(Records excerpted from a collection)
== Segment start ==
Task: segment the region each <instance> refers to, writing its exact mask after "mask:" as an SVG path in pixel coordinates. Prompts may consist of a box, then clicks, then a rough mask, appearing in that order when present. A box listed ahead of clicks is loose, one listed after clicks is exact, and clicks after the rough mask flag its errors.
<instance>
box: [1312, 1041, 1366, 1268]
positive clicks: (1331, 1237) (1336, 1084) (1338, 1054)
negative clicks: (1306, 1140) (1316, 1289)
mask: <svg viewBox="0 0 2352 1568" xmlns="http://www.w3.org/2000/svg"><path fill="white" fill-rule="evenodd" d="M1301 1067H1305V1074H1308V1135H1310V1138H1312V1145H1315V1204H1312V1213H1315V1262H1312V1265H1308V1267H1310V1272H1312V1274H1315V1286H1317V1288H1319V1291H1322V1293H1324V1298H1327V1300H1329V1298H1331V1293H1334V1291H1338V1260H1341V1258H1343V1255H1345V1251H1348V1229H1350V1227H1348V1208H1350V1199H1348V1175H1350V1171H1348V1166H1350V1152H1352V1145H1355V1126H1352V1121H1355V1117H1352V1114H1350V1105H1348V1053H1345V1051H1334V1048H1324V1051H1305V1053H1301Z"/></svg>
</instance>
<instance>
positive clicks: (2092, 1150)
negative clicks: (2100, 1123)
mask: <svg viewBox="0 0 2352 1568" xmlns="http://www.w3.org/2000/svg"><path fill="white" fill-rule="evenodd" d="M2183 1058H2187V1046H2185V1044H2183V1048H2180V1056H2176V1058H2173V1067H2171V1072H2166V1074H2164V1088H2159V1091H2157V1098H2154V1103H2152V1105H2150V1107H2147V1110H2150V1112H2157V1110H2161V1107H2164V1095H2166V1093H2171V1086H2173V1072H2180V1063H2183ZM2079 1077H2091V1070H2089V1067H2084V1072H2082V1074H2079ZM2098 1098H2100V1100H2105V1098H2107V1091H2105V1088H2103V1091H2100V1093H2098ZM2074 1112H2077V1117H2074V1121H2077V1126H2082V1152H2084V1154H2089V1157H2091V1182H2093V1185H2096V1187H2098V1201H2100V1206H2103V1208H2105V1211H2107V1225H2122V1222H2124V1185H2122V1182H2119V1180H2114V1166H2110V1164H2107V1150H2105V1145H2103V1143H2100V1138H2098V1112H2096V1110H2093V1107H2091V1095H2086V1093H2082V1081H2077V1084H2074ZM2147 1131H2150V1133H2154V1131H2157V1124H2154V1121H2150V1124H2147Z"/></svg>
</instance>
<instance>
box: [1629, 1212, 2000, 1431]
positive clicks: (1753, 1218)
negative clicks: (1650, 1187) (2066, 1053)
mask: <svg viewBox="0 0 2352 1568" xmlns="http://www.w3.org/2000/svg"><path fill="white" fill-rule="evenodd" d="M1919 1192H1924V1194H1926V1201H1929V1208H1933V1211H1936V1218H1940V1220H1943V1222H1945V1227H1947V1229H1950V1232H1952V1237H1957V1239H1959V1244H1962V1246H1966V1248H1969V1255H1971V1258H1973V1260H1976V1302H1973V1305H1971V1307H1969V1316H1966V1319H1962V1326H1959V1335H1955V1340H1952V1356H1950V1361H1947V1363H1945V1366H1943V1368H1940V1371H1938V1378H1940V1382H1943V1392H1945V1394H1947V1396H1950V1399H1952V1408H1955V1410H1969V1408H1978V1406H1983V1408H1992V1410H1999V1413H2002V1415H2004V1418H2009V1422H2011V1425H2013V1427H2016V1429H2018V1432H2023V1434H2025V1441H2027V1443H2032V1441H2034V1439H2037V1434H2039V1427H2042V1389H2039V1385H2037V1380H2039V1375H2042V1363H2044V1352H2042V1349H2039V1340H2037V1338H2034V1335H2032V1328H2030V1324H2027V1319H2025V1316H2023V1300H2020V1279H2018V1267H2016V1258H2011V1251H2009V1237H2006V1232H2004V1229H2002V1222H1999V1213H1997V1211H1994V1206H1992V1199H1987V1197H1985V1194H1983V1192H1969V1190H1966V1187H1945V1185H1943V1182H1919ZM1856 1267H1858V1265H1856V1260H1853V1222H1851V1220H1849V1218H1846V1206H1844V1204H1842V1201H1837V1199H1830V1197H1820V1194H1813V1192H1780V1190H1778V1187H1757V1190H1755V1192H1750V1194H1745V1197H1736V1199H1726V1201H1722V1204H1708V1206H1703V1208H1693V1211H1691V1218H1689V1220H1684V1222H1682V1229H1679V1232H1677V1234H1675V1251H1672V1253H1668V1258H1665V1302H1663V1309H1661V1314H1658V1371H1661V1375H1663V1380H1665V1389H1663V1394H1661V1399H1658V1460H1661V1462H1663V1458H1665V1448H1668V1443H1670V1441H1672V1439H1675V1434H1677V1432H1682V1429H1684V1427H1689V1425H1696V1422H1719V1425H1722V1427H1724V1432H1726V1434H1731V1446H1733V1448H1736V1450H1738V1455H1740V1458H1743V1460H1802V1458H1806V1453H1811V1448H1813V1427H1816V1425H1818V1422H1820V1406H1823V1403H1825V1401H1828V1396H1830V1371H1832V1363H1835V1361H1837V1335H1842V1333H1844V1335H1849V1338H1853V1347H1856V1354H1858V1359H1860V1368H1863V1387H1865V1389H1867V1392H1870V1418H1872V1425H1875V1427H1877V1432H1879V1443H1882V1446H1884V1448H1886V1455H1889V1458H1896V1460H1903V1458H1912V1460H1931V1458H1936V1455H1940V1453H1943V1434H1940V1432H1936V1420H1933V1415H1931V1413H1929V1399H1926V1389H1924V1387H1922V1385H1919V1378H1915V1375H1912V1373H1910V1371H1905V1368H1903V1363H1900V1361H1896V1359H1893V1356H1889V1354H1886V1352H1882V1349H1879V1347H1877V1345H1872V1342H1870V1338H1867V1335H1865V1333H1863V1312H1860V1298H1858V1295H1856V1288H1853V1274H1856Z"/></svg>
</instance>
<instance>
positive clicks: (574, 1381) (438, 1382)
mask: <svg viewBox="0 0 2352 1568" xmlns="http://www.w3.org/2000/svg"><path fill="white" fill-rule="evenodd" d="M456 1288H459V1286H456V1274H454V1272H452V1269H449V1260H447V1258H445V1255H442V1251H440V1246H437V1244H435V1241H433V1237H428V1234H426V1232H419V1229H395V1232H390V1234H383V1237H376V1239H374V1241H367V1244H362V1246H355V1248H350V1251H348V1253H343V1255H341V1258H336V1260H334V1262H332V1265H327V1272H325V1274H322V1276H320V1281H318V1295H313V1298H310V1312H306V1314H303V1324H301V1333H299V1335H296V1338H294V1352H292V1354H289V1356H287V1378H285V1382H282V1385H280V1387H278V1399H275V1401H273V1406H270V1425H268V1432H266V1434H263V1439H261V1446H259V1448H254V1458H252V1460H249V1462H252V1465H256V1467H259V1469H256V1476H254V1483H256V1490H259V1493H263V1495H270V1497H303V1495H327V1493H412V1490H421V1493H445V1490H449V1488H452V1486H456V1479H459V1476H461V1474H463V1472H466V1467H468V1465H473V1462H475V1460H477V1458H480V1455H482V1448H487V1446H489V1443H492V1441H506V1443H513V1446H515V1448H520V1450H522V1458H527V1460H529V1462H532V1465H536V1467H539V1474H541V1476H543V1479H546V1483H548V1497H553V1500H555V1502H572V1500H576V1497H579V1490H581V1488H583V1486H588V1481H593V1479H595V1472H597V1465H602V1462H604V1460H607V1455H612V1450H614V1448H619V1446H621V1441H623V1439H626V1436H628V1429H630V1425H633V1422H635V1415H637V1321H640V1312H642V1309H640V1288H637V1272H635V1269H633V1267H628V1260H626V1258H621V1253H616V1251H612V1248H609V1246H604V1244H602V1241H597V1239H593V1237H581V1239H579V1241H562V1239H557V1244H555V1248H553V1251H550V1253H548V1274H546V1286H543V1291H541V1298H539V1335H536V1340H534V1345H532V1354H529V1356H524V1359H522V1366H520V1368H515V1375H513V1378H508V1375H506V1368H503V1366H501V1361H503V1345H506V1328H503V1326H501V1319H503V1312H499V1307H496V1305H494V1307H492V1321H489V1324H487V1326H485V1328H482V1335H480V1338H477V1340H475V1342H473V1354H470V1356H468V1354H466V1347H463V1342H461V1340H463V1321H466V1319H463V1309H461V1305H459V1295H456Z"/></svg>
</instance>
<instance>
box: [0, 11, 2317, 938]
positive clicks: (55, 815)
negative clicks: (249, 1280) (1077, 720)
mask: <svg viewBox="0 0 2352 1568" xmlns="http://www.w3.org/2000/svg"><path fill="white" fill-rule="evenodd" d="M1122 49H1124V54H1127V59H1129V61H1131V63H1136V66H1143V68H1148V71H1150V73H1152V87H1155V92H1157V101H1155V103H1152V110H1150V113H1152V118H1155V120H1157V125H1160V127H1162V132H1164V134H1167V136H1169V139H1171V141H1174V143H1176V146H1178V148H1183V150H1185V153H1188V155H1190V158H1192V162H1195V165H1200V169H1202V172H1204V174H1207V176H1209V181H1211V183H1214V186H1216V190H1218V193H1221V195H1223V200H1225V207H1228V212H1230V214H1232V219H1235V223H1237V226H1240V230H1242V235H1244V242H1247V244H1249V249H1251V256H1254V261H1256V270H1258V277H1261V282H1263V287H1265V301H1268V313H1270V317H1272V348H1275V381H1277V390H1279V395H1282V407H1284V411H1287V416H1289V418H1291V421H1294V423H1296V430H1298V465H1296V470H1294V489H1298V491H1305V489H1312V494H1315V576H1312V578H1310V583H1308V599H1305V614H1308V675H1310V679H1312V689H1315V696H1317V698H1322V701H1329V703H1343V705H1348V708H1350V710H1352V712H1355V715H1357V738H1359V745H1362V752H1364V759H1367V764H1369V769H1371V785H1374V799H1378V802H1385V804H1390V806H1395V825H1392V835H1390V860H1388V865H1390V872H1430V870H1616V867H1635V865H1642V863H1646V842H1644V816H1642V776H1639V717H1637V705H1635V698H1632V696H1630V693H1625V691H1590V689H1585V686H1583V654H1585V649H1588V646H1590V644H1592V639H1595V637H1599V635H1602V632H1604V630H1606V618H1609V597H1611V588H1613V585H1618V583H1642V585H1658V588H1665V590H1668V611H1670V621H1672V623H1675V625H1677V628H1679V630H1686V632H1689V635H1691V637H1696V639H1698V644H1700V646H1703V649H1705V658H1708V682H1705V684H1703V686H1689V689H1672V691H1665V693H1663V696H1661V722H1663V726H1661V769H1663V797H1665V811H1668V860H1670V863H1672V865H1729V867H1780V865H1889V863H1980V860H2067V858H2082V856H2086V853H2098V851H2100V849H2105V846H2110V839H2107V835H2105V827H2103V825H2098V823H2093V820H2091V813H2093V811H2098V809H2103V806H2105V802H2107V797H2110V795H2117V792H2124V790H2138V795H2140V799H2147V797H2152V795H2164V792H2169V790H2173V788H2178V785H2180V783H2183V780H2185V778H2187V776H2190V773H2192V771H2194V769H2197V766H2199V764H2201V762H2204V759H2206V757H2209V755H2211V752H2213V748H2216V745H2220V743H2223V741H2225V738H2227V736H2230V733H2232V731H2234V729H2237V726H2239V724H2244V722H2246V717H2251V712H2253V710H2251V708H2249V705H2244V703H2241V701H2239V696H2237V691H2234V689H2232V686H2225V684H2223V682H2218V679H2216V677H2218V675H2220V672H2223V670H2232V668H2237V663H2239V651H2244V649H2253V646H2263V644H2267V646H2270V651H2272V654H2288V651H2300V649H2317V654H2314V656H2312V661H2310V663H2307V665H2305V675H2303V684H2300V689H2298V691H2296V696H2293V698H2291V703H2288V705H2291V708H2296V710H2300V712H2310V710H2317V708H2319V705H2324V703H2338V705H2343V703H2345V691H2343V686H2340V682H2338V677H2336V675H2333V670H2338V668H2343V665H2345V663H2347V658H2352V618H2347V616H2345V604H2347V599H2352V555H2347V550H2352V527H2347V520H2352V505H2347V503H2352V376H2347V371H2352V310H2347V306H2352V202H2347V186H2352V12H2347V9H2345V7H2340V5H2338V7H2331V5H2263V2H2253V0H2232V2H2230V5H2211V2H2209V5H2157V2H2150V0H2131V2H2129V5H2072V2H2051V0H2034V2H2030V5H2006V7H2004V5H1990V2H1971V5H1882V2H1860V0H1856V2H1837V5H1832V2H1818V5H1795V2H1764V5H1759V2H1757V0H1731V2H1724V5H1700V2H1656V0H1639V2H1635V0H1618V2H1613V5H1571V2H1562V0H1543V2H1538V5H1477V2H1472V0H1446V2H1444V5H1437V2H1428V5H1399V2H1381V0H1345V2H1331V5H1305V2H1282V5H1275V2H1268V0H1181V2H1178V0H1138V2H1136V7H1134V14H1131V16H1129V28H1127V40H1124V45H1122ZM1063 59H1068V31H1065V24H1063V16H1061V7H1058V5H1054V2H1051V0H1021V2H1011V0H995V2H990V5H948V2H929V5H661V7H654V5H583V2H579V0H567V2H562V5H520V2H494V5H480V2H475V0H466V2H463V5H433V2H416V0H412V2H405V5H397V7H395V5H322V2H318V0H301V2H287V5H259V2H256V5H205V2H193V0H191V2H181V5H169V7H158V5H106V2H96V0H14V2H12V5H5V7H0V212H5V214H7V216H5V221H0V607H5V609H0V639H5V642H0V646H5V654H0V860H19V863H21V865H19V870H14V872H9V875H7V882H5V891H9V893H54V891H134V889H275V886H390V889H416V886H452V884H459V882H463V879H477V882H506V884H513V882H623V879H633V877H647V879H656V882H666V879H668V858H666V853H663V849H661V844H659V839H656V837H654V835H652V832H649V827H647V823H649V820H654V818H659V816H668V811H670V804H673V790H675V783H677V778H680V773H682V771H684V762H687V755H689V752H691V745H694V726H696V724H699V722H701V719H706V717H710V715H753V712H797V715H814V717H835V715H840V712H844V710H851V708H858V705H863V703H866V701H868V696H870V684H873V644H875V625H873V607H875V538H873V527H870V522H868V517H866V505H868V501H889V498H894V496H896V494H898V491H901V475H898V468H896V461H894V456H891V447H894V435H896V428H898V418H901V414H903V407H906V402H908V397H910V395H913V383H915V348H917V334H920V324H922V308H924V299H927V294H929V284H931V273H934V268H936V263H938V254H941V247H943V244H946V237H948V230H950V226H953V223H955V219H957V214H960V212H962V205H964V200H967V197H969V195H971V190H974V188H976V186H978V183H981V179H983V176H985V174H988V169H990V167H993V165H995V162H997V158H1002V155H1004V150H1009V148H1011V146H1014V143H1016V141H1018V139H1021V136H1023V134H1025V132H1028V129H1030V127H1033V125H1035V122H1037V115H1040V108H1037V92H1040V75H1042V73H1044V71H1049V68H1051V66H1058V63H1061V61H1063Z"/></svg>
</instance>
== Segment end ==
How many of the lines above include the word "negative"? Respond with the number alone.

• _RESULT OF THIS TASK_
4